TRY IT
Copy out each line of the data that holds the word "Target".

GIVEN ENTRIES
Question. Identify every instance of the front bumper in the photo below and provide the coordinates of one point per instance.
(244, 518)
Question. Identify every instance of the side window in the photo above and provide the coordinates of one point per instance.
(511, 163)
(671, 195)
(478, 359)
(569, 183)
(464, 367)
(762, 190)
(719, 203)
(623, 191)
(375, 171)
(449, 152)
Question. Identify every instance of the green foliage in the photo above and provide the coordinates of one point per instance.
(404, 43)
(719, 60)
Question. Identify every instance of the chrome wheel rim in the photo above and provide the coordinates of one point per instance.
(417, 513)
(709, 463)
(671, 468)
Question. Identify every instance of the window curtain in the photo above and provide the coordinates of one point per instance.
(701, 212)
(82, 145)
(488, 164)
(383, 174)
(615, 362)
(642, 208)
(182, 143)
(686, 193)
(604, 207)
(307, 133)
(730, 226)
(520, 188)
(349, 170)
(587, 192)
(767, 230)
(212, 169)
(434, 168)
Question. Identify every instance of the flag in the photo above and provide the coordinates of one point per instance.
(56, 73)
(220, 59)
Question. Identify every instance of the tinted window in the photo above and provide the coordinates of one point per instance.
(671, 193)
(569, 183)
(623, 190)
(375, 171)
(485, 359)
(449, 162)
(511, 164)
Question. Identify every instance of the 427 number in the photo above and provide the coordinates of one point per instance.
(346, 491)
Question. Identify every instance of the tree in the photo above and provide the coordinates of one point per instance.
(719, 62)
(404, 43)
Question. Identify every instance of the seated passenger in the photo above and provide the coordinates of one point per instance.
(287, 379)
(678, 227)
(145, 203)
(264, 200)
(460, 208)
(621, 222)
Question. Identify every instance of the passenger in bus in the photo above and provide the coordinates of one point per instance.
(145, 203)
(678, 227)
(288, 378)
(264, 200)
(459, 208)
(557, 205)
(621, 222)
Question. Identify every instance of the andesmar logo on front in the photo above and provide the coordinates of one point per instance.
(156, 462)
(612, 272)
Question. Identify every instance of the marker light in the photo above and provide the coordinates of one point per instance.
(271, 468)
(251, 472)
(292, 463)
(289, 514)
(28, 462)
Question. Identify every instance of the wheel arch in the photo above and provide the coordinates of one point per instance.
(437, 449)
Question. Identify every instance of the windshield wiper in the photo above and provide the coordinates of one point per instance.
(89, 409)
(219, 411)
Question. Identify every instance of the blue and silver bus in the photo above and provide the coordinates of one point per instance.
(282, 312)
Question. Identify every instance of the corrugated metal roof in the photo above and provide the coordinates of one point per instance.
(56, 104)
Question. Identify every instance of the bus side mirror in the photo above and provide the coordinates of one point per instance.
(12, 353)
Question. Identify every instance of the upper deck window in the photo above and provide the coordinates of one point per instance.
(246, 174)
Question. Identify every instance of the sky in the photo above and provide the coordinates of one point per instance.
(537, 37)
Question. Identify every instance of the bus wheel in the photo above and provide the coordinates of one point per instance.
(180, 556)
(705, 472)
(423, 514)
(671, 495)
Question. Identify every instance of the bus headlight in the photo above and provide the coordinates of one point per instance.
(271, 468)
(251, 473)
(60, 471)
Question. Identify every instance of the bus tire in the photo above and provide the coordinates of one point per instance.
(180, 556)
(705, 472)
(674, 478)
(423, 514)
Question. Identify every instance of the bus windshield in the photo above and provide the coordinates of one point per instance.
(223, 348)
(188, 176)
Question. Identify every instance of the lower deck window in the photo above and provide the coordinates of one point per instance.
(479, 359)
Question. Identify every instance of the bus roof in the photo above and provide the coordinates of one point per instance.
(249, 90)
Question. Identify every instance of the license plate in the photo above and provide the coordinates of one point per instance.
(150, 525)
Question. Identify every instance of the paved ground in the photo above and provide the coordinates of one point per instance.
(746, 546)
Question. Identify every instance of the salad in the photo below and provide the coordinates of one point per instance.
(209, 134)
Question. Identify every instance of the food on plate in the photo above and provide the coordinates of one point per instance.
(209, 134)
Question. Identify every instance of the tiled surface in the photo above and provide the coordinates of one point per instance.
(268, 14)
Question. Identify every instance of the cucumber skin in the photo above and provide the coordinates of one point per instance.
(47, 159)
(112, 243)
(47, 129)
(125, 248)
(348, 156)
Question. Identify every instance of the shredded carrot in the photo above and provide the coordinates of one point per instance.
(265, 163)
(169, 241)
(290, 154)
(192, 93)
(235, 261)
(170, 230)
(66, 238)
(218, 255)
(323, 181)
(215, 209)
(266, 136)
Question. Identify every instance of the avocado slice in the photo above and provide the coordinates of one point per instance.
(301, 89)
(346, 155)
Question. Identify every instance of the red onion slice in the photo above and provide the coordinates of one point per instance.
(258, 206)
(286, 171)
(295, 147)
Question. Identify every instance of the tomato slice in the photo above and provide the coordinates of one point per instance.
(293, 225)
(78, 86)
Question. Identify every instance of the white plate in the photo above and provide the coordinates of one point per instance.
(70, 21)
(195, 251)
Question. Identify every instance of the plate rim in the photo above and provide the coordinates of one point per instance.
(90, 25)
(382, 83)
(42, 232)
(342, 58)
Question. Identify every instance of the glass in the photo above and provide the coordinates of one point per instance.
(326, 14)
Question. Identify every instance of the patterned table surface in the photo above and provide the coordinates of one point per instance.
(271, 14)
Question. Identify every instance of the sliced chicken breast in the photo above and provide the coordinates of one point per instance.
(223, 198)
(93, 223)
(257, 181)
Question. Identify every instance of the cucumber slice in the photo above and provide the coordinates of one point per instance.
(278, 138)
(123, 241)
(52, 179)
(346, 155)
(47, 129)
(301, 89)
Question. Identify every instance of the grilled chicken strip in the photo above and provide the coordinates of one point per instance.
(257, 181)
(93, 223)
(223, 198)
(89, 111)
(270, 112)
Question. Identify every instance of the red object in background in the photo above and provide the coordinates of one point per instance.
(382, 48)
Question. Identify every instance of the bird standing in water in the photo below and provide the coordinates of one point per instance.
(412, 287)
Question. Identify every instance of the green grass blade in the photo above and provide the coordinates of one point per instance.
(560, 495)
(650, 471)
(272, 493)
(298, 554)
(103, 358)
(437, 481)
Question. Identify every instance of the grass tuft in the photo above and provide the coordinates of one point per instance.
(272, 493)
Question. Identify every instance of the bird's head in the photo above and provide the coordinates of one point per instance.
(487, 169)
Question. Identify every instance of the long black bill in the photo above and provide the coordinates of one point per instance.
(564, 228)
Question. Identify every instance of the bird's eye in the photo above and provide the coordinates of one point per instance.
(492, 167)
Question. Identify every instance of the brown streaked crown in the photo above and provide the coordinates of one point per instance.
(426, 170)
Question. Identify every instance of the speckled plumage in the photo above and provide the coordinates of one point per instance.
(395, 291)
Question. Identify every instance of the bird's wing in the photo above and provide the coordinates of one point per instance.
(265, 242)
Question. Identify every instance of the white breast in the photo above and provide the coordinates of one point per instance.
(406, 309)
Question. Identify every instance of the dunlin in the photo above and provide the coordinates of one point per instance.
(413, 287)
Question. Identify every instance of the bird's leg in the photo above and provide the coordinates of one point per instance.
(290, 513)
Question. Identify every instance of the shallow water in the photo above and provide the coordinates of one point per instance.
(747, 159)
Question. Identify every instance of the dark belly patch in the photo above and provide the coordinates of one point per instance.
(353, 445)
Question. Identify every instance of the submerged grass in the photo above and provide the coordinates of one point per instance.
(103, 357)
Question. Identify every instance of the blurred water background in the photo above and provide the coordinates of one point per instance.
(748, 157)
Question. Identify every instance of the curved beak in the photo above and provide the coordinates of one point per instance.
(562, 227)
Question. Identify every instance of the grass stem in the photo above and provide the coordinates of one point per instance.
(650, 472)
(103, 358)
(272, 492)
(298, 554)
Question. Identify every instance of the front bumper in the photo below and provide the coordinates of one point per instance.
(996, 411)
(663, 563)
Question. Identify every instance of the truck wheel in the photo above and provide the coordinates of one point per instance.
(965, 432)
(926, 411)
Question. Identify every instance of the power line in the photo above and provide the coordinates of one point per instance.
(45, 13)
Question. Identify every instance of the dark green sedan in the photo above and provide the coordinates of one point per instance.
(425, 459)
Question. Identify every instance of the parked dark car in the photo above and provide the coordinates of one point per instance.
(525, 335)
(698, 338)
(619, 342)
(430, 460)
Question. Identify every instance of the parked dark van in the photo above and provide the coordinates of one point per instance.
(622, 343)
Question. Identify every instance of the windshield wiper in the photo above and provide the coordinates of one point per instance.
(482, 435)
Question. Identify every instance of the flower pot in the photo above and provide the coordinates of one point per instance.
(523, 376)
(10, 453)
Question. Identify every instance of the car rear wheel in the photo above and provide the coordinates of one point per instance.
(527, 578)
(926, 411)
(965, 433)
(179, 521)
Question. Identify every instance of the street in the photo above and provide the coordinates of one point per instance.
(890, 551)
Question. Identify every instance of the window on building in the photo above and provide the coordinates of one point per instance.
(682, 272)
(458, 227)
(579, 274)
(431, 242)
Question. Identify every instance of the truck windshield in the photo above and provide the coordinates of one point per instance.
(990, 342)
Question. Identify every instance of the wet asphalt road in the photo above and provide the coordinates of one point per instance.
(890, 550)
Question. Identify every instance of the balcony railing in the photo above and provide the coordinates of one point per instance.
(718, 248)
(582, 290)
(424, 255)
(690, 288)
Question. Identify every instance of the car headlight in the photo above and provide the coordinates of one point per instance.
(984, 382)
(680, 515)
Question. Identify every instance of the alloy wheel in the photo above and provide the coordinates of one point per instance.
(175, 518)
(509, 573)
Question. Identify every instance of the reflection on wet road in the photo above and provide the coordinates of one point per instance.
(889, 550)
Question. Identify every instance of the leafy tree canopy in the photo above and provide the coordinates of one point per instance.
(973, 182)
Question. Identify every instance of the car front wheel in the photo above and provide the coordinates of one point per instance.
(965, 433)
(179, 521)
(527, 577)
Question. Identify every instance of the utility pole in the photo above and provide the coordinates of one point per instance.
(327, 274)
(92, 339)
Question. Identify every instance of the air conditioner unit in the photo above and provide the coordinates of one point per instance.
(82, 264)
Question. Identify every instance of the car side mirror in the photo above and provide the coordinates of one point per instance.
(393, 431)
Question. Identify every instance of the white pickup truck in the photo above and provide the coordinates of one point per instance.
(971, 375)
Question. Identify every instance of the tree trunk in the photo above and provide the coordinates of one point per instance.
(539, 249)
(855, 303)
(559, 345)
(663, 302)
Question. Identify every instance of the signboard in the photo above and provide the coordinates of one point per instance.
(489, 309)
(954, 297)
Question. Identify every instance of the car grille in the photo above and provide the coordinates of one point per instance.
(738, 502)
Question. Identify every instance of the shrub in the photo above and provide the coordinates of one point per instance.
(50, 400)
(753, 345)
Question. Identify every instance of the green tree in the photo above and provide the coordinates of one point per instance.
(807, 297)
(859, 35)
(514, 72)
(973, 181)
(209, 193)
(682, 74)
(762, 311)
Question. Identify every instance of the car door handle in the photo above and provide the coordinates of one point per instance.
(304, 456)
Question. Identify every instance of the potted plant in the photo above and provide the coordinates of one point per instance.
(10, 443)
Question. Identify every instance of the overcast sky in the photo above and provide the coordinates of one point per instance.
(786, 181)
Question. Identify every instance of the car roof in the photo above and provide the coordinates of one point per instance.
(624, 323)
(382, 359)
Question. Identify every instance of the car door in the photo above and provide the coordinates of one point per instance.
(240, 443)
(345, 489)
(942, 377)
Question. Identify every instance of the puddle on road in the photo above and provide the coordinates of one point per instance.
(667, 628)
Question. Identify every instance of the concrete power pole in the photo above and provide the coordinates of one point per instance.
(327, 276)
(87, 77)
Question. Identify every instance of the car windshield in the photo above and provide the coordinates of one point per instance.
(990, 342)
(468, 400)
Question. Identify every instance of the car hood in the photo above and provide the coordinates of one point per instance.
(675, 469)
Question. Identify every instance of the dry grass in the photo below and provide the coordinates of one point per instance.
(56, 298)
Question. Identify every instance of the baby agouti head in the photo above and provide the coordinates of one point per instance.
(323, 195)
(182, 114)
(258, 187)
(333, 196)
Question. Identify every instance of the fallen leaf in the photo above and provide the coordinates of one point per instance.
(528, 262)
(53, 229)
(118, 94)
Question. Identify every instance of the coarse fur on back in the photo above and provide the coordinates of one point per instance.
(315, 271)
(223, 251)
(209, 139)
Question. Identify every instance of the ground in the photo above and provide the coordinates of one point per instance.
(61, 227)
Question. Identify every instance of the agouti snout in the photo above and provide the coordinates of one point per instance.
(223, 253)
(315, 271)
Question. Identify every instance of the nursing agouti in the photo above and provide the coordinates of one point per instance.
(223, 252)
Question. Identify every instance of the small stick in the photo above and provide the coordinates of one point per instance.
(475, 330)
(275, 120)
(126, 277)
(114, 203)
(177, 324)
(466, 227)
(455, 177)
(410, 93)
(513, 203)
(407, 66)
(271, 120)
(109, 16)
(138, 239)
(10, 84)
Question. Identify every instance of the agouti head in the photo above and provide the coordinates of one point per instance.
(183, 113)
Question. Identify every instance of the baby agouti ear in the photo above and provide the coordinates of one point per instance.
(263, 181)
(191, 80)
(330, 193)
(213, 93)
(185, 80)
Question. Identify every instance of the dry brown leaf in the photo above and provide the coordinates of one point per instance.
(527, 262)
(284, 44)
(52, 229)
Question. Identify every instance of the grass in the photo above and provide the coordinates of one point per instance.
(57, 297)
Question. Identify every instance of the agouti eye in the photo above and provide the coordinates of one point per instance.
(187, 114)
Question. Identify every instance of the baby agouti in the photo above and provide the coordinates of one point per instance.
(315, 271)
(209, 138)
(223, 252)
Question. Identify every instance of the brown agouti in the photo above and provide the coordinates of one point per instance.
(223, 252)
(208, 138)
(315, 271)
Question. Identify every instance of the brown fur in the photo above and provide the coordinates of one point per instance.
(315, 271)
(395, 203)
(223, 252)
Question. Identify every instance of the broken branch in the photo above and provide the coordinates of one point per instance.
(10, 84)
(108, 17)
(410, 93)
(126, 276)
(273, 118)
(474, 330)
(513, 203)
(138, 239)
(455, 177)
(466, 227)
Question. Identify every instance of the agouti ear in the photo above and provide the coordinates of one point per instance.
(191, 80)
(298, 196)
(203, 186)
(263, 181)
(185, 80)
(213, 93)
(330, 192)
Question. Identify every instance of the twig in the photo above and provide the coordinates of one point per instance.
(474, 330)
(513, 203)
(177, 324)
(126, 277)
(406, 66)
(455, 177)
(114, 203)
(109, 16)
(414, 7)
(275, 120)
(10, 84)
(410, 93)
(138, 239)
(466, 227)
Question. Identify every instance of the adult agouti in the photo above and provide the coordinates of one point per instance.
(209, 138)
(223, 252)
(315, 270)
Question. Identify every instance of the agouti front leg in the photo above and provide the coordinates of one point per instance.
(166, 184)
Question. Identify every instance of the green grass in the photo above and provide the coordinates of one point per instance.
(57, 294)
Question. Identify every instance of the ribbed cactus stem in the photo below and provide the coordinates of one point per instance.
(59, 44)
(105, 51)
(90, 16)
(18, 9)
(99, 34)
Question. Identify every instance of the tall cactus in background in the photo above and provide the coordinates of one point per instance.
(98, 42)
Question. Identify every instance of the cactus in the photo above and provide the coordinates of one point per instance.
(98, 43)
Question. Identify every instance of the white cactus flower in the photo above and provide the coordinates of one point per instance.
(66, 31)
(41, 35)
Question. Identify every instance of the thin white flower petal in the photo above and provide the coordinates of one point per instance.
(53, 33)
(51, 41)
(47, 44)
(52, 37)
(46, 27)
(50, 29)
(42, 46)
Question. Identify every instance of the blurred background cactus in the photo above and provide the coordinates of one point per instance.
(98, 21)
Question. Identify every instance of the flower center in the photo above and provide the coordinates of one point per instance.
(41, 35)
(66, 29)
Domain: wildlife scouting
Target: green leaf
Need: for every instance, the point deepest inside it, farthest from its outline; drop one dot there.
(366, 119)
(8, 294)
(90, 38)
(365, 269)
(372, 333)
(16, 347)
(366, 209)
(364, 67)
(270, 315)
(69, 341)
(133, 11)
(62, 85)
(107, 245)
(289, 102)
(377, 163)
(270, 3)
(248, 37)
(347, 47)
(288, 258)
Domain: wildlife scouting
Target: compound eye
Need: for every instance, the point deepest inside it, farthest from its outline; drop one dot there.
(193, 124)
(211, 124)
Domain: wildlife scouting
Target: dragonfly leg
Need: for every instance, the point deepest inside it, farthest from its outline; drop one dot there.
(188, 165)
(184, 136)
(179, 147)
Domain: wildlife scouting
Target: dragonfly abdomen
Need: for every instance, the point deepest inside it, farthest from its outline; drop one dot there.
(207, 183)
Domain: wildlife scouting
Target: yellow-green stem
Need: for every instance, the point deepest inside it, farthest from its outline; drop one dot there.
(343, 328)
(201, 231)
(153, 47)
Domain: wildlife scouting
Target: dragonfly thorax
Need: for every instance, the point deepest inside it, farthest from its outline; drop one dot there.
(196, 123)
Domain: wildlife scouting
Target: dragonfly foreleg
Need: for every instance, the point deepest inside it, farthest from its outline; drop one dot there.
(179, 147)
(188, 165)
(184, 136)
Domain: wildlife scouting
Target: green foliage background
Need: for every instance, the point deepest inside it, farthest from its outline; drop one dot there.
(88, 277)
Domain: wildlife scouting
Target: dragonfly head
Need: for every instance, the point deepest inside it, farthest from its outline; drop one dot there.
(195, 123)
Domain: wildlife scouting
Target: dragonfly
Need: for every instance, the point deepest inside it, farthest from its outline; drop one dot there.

ANSWER TO THIS EXERCISE
Target: green leaf
Target: compound eye
Target: dragonfly leg
Target: dragonfly abdomen
Target: yellow-green stem
Target: dragonfly thorax
Target: dragonfly foreleg
Target: green foliage background
Target: dragonfly head
Target: dragonfly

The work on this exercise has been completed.